**TASK BRIEF:** From the entries below, keep only the lines containing the word "monitor" and copy each of them out. Case counts.

**EXERCISE DATA:**

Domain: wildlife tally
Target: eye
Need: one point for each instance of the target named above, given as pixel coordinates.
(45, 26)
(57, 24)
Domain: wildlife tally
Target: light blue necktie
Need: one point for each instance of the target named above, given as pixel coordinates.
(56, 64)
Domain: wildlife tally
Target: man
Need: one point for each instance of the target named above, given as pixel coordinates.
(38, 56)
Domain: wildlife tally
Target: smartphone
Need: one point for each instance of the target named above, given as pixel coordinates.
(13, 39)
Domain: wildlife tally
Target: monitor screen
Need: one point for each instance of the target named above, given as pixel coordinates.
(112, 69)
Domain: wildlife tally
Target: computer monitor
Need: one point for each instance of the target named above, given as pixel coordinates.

**RESPONSE TO THE TASK:**
Target: monitor screen
Target: computer monitor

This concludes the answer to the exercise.